• Teks Bacaan:
══════════

01 Mei 2009

Makalah Seminar Nasional Budaya Etnik III edisi 13

SEBUKU DALAM KEBUDAYAAN GAYO[1]

SHAUMIWATY,SS.,M.Hum [2]

Abstrak
Kebudayaan adalah sistem yang mengatur interaksi manusia dalam masyarakat, maka kabahasaan adalah berfungsi sebagai sarana berlangsungnya kebudayaan itu. Sebagaimana budaya sebuku pada masyarakat Gayo. Sebuku merupakan budaya meratap pada masyarakat Gayo. Melalui budaya sebuku disampaikan pesan yang berupa symbol-simbol kebahasaan.


1. Pendahuluan
Ada berbagai teori mengenai hubungan bahasa dan kebudayaan. Ada yang mengatakan bahasa itu merupakan bagian dari kebudayaan, tetapi ada pula yang mengatakan bahwa bahasa dan kebudayaan merupakan dua hal yang berbeda, namun mempunyai hubungan yang sangat erat, sehingga tidak dapat dipisahkan. Ada yang mengatakan bahwa bahasa sangat dipengaruhi oleh kebudayaan, sehingga segala hal yang ada dalam kebudayaan akan tercermin di bahasa. Sebaliknya, ada juga yang mengatakan bahwa bahasa sangat mempengaruhi kebudayaan, dan cara berfikir manusia atau masyarakat penuturnya.

══════════

• Soal Latihan:
1. Jawab pertanyaan berikut berdasarkan makalah tentang sebuku.
(a) Makalah ini disajikan pada Seminar Nasional Budaya Etnik III edisi berapa?
(b) Menurut abstrak, sebuku merupakan budaya apa pada masyarakat Gayo?
(c) Menurut pendahuluan, apa yang akan tercermin di bahasa jika bahasa sangat dipengaruhi oleh kebudayaan?
2. Salin kata demi kata seluruh bagian makalah tentang sebuku, mulai dari "01 Mei 2009" hingga "berupa symbol-simbol kebahasaan.".

══════════

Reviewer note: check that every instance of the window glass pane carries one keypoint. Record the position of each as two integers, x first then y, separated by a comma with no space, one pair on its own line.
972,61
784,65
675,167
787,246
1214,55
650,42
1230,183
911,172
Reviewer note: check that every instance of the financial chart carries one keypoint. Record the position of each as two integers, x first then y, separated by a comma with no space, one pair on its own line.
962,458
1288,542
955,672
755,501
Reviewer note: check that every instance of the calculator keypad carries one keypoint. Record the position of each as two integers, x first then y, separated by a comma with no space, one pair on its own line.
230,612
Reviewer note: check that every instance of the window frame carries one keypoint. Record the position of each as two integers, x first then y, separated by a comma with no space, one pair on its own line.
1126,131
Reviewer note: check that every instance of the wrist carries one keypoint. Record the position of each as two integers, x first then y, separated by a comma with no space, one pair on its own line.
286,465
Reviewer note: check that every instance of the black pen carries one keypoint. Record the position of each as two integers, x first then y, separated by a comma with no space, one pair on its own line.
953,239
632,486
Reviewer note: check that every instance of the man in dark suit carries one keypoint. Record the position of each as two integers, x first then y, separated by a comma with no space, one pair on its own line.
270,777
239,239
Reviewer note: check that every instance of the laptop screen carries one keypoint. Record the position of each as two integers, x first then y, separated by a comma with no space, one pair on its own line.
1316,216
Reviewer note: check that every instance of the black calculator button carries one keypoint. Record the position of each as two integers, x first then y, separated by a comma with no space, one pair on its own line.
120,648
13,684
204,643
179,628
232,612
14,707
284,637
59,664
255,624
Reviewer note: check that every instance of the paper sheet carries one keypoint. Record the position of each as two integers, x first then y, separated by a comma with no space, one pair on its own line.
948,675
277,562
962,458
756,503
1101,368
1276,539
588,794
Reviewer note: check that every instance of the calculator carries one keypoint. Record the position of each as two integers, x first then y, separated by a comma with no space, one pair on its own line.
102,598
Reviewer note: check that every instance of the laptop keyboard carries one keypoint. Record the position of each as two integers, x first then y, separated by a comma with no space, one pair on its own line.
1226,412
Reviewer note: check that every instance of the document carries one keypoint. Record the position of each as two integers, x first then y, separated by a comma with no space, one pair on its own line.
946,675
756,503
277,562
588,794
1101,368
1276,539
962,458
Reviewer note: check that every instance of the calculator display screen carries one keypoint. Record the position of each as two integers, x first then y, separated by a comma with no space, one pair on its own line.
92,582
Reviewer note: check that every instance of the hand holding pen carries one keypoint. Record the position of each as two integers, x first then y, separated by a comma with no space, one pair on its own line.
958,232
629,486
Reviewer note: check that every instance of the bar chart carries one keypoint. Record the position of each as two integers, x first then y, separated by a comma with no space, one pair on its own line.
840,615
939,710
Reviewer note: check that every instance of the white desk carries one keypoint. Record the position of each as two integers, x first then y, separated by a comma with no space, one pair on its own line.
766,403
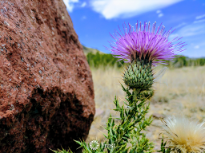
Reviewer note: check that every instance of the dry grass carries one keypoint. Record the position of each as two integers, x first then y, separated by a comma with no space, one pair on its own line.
179,92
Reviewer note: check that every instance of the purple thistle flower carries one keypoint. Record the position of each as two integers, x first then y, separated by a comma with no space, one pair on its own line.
144,44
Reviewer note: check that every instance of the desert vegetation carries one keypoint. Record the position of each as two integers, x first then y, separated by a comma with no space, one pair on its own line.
179,92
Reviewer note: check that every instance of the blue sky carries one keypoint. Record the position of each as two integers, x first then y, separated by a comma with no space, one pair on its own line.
94,20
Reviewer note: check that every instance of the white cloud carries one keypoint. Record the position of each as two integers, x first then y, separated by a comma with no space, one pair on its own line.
127,8
70,4
83,4
201,16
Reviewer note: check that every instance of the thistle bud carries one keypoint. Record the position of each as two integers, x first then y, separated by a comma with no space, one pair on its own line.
139,75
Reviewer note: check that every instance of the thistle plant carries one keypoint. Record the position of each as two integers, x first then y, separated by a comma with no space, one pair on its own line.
143,48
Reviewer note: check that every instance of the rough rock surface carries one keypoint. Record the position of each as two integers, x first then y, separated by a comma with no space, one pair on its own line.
46,88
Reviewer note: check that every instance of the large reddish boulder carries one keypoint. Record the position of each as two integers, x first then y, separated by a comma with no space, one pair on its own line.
46,88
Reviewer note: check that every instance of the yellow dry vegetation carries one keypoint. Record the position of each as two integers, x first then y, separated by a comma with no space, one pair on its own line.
179,92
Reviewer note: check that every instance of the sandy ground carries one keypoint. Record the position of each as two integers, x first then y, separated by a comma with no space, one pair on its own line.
179,92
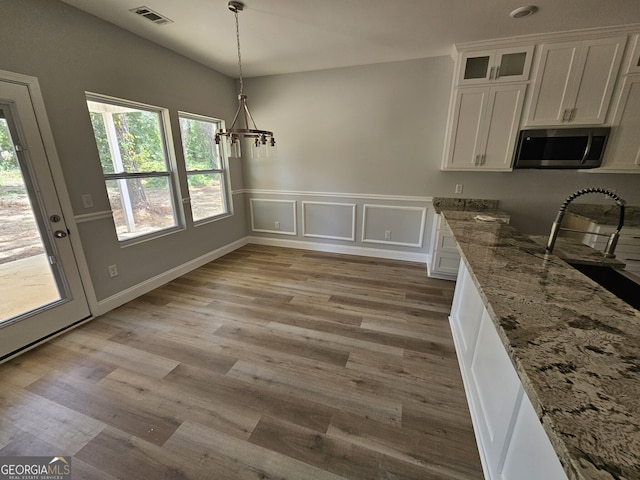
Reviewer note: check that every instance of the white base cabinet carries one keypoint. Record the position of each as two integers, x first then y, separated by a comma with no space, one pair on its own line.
444,257
511,440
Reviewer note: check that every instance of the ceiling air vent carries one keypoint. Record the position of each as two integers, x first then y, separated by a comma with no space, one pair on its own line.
149,14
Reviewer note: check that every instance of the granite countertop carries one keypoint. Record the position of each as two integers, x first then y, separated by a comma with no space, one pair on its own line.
575,346
573,251
607,214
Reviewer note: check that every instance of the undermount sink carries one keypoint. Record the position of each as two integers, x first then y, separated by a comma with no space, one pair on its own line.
622,284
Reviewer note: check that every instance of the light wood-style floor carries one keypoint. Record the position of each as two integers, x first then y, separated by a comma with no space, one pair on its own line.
268,363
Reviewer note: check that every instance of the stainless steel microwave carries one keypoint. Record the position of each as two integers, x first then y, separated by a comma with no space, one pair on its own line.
561,147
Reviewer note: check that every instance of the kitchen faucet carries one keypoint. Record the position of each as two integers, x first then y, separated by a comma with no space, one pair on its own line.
613,238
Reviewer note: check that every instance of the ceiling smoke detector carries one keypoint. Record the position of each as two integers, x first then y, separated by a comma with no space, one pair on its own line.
524,11
150,15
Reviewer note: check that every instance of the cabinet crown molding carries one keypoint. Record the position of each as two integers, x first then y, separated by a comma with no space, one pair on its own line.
538,38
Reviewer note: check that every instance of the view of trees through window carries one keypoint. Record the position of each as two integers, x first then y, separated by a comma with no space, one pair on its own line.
19,234
205,175
132,152
133,155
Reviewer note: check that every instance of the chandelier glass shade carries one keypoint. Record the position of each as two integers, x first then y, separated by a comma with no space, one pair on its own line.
243,126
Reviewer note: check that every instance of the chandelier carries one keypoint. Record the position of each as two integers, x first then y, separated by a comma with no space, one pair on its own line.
262,141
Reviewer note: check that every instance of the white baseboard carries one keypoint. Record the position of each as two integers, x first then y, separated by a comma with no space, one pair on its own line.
131,293
345,249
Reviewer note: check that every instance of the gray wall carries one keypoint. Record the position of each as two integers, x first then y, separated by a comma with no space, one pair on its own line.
71,52
351,139
379,129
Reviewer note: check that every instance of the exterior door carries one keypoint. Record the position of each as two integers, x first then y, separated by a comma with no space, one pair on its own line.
40,287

══════════

• Kunci Jawaban:
1.
(a) Edisi 13.
(b) Budaya meratap.
(c) Segala hal yang ada dalam kebudayaan.

2.
01 Mei 2009

Makalah Seminar Nasional Budaya Etnik III edisi 13

SEBUKU DALAM KEBUDAYAAN GAYO[1]

SHAUMIWATY,SS.,M.Hum [2]

Abstrak
Kebudayaan adalah sistem yang mengatur interaksi manusia dalam masyarakat, maka kabahasaan adalah berfungsi sebagai sarana berlangsungnya kebudayaan itu. Sebagaimana budaya sebuku pada masyarakat Gayo. Sebuku merupakan budaya meratap pada masyarakat Gayo. Melalui budaya sebuku disampaikan pesan yang berupa symbol-simbol kebahasaan.